*What to work on*: Format the data below as a Markdown table with two columns, Row and Entry, giving each line its own numbered row and skipping blank lines. Leave the pictures out.

(begin)

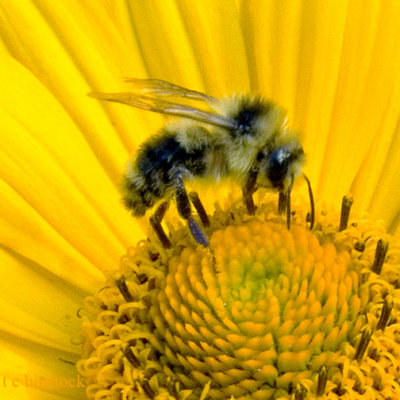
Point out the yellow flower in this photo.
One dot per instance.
(334, 65)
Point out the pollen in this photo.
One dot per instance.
(263, 312)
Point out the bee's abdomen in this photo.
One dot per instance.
(155, 168)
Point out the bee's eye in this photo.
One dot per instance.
(277, 166)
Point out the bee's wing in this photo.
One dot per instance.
(166, 107)
(159, 88)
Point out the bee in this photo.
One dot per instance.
(243, 137)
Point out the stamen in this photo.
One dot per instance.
(312, 205)
(198, 205)
(128, 353)
(123, 288)
(322, 379)
(288, 208)
(148, 390)
(155, 222)
(197, 233)
(380, 254)
(363, 344)
(386, 312)
(347, 202)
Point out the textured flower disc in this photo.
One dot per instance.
(263, 312)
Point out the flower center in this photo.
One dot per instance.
(261, 313)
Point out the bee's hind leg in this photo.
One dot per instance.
(155, 221)
(248, 189)
(185, 211)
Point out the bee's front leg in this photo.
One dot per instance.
(248, 189)
(185, 210)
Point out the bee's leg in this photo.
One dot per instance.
(248, 189)
(185, 211)
(198, 205)
(155, 221)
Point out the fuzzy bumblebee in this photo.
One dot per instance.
(242, 137)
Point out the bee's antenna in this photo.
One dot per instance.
(312, 206)
(288, 209)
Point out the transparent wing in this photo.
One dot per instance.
(159, 88)
(166, 107)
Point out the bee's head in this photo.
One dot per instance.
(282, 165)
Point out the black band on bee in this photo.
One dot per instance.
(248, 115)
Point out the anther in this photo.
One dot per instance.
(197, 233)
(386, 312)
(322, 380)
(130, 356)
(312, 204)
(300, 392)
(123, 288)
(363, 344)
(380, 254)
(347, 202)
(198, 205)
(288, 206)
(155, 222)
(148, 390)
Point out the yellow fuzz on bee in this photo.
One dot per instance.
(262, 313)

(end)

*Task response*:
| Row | Entry |
|---|---|
| 1 | Point out the yellow flower in this photo. |
| 2 | One dot per instance. |
| 3 | (334, 65) |
| 4 | Point out the pollen in this photo. |
| 5 | One dot per instance. |
| 6 | (263, 312) |
| 7 | Point out the bee's abdomen in this photo. |
| 8 | One dot per instance. |
| 9 | (155, 168) |
| 10 | Point out the bee's eye in this photo. |
| 11 | One dot per instance. |
| 12 | (277, 166) |
| 13 | Point out the bee's wing in this photo. |
| 14 | One dot per instance. |
| 15 | (166, 107) |
| 16 | (159, 88) |
| 17 | Point out the bee in this photo. |
| 18 | One dot per instance. |
| 19 | (243, 137) |
| 20 | Point out the stamen in this photo. |
| 21 | One dot per instance. |
| 22 | (312, 205) |
| 23 | (198, 205) |
| 24 | (128, 353) |
| 25 | (123, 288) |
| 26 | (322, 379) |
| 27 | (288, 208) |
| 28 | (148, 390) |
| 29 | (155, 222) |
| 30 | (197, 233) |
| 31 | (380, 254) |
| 32 | (363, 344) |
| 33 | (386, 312) |
| 34 | (347, 202) |
| 35 | Point out the textured flower disc in this photo. |
| 36 | One dot per instance. |
| 37 | (263, 312) |
| 38 | Point out the flower center in this photo. |
| 39 | One dot per instance. |
| 40 | (261, 313) |
| 41 | Point out the bee's hind leg in this photo. |
| 42 | One dot per instance. |
| 43 | (155, 221) |
| 44 | (248, 189) |
| 45 | (185, 211) |
| 46 | Point out the bee's front leg in this photo. |
| 47 | One dot per instance. |
| 48 | (248, 189) |
| 49 | (185, 210) |
| 50 | Point out the bee's leg in this photo. |
| 51 | One dot per instance. |
| 52 | (248, 189) |
| 53 | (185, 211) |
| 54 | (198, 205) |
| 55 | (155, 221) |
| 56 | Point out the fuzzy bumblebee in this photo. |
| 57 | One dot per instance. |
| 58 | (242, 137) |
| 59 | Point out the bee's antenna in this photo. |
| 60 | One dot per instance. |
| 61 | (312, 206) |
| 62 | (288, 209) |
| 63 | Point out the transparent wing in this photo. |
| 64 | One dot per instance. |
| 65 | (159, 88) |
| 66 | (166, 107) |
| 67 | Point out the bee's head in this photo. |
| 68 | One dot per instance. |
| 69 | (282, 165) |
| 70 | Point out the black band on bee in this photo. |
| 71 | One dot per instance. |
| 72 | (248, 115) |
| 73 | Point out the anther in this photo. |
| 74 | One dot per instance. |
| 75 | (197, 233) |
| 76 | (386, 312) |
| 77 | (322, 380) |
| 78 | (130, 356) |
| 79 | (312, 204) |
| 80 | (300, 392) |
| 81 | (123, 288) |
| 82 | (363, 344) |
| 83 | (380, 254) |
| 84 | (347, 202) |
| 85 | (198, 205) |
| 86 | (288, 206) |
| 87 | (155, 222) |
| 88 | (148, 390) |
| 89 | Point out the yellow fuzz on bee in this photo. |
| 90 | One dot per instance. |
| 91 | (262, 313) |